- _Dataset listing of object locations_
──────────────────────────────

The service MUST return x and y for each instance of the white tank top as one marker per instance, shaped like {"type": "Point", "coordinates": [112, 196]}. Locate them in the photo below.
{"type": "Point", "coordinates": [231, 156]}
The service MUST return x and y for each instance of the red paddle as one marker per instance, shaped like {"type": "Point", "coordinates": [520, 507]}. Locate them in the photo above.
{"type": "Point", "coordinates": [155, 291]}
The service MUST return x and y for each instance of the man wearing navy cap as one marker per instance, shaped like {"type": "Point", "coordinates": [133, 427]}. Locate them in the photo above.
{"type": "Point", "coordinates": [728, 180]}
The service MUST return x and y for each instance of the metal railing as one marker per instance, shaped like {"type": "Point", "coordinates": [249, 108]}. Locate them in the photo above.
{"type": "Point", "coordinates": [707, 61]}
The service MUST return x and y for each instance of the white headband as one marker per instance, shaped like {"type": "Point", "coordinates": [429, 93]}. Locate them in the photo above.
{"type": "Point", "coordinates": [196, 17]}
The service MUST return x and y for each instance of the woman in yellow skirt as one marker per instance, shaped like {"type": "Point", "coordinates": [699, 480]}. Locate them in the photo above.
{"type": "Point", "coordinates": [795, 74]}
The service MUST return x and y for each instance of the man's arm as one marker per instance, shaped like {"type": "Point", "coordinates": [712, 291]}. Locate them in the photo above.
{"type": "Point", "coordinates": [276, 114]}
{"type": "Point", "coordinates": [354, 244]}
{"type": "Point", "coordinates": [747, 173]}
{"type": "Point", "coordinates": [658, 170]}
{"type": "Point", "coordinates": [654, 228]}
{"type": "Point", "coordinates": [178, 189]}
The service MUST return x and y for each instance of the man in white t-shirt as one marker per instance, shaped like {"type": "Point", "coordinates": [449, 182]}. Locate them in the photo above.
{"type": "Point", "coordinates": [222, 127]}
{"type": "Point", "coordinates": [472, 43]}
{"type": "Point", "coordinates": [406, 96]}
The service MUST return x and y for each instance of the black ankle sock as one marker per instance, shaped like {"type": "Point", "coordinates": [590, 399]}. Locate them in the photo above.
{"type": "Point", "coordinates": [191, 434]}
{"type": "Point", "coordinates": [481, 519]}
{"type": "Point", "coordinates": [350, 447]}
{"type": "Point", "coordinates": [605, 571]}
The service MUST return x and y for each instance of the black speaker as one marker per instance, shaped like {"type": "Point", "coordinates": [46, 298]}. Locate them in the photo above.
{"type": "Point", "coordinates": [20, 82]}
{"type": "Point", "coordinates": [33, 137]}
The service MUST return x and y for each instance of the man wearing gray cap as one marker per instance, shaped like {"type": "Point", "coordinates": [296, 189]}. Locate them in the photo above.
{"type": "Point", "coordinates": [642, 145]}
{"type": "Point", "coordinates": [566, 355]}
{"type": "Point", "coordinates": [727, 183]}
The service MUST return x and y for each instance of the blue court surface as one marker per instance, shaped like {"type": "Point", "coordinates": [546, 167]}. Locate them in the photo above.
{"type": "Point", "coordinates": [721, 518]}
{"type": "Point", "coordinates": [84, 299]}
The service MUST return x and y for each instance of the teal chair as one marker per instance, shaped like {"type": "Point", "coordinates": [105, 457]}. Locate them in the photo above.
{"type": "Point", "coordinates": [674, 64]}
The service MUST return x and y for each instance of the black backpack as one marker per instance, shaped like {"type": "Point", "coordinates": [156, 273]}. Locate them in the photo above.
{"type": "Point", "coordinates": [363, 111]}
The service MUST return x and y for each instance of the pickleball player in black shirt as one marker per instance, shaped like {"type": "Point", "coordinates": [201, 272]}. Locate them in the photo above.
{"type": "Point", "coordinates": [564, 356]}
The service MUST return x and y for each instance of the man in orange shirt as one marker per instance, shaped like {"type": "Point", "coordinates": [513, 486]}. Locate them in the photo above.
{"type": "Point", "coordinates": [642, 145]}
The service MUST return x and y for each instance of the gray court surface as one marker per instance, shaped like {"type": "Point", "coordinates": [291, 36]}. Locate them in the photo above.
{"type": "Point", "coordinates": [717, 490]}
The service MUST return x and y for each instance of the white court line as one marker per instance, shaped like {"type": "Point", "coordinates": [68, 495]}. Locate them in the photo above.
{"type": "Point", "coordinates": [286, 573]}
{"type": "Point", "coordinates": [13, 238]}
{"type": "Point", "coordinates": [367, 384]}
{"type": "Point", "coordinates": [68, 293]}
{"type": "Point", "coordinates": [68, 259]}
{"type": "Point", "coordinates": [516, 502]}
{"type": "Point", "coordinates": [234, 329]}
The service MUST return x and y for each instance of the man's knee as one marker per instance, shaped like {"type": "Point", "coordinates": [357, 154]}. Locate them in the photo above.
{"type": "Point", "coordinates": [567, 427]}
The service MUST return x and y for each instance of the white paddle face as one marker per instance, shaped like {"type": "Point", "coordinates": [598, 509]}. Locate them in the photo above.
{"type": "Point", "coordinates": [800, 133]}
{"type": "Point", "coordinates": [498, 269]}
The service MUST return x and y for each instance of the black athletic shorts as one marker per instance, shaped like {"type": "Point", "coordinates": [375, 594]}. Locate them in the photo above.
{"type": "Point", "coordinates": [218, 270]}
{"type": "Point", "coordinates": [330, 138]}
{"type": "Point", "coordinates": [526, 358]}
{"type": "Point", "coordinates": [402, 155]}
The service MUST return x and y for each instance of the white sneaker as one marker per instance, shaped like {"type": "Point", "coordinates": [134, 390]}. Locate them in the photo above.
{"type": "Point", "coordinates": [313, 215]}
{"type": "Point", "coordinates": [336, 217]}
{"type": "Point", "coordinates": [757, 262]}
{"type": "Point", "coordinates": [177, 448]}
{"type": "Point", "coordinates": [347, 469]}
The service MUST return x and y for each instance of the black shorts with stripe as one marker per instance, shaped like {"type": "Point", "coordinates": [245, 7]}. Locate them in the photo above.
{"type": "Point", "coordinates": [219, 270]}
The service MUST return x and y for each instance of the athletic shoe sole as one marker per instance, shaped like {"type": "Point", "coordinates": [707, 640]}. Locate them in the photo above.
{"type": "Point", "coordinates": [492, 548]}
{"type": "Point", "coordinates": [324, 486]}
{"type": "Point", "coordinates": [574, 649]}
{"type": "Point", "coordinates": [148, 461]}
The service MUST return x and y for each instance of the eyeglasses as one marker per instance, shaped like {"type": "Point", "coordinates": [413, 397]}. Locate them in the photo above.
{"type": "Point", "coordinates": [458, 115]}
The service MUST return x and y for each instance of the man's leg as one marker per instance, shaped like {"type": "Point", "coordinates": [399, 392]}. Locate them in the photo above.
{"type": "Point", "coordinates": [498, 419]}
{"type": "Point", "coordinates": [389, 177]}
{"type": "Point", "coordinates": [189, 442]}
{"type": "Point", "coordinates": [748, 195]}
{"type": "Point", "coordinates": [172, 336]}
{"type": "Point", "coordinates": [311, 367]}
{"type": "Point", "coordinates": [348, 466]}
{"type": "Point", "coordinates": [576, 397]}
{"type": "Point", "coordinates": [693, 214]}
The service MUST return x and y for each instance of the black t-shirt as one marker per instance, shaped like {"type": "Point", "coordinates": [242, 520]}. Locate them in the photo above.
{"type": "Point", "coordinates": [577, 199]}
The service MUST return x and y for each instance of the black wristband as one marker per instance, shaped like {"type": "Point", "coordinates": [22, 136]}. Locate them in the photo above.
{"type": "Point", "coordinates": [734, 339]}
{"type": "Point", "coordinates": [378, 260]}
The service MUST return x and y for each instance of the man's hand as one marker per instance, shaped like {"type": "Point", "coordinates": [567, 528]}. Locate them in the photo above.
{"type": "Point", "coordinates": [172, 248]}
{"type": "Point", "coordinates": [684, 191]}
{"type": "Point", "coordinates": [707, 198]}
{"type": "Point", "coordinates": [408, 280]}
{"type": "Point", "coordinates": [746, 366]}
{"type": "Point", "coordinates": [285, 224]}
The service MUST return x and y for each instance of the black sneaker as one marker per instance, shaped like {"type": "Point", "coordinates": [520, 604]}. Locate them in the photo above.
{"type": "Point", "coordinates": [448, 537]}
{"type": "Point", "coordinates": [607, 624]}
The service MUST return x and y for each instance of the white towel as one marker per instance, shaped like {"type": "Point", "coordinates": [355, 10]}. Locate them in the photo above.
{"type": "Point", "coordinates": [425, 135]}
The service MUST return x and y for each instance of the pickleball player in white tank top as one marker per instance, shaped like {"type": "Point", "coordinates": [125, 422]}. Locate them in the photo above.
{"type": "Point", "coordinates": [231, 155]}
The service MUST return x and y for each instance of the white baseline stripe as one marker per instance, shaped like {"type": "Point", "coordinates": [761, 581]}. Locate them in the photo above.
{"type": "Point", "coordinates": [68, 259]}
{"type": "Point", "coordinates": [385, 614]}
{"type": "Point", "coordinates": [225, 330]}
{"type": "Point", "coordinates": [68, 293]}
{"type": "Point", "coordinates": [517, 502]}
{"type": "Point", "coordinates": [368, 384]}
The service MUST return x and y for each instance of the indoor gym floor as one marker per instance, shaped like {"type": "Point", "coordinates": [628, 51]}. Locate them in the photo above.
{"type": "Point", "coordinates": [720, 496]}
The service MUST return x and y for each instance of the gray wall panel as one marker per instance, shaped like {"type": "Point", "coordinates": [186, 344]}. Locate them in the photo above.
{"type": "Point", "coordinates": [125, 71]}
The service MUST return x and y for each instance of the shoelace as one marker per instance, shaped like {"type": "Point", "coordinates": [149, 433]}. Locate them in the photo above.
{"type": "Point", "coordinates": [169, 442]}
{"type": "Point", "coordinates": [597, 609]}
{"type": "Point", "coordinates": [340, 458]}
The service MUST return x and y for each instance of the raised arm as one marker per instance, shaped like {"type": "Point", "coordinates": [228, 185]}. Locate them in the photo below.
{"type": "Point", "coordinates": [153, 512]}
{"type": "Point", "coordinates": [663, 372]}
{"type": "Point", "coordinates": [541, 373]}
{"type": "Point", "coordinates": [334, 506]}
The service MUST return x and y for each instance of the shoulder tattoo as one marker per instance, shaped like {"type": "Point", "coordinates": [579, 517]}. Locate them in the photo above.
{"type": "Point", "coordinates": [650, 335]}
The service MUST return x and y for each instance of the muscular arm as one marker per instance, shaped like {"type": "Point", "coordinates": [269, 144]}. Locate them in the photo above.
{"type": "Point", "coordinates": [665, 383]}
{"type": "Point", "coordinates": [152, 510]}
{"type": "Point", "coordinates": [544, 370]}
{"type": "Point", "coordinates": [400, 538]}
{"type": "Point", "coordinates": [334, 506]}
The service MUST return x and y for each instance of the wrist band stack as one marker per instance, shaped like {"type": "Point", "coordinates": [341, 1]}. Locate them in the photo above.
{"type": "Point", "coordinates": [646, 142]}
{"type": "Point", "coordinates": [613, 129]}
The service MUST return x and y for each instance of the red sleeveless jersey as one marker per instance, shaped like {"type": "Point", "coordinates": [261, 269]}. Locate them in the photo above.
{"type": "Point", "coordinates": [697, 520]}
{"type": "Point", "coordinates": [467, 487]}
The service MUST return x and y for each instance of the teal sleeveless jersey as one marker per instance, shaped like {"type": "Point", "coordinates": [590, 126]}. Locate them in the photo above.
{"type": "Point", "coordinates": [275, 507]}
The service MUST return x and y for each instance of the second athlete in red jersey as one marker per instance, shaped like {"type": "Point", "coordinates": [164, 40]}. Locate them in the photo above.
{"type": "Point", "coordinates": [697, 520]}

──────────────────────────────

- _Aim_
Rewrite the stretch from the line containing "of the second" through the end of the listing, with "athlete" replaced by "player" and everything else left unchanged.

- _In response_
The service MUST return x and y for each instance of the second player in red jersey as one marker per instance, shaped like {"type": "Point", "coordinates": [164, 40]}. Locate them in the photo above.
{"type": "Point", "coordinates": [697, 520]}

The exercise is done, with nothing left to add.